→ **Problem to work on**: Please return the records starting at the line that contains "Mark every instance of the light" and ending at the line that contains "Mark every instance of the woman's", including both of those lines and copying every line word for word.

→ **The records**:
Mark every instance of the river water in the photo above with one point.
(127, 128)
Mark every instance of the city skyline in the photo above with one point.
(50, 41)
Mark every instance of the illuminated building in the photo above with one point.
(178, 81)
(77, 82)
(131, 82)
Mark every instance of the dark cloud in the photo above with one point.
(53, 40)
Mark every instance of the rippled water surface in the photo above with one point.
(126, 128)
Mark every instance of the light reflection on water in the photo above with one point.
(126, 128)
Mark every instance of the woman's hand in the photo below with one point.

==

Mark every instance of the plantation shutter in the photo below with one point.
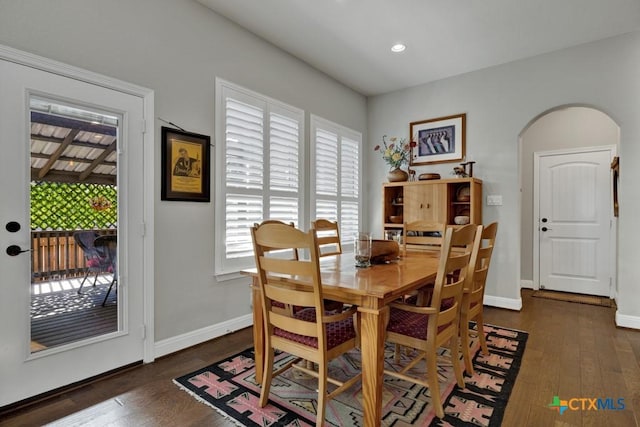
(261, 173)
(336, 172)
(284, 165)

→ **Exercise response**:
Mark every instance of the light reflection on water in the photo above with one point.
(126, 128)
Mark every instance of the woman's hand in the photo below with one point.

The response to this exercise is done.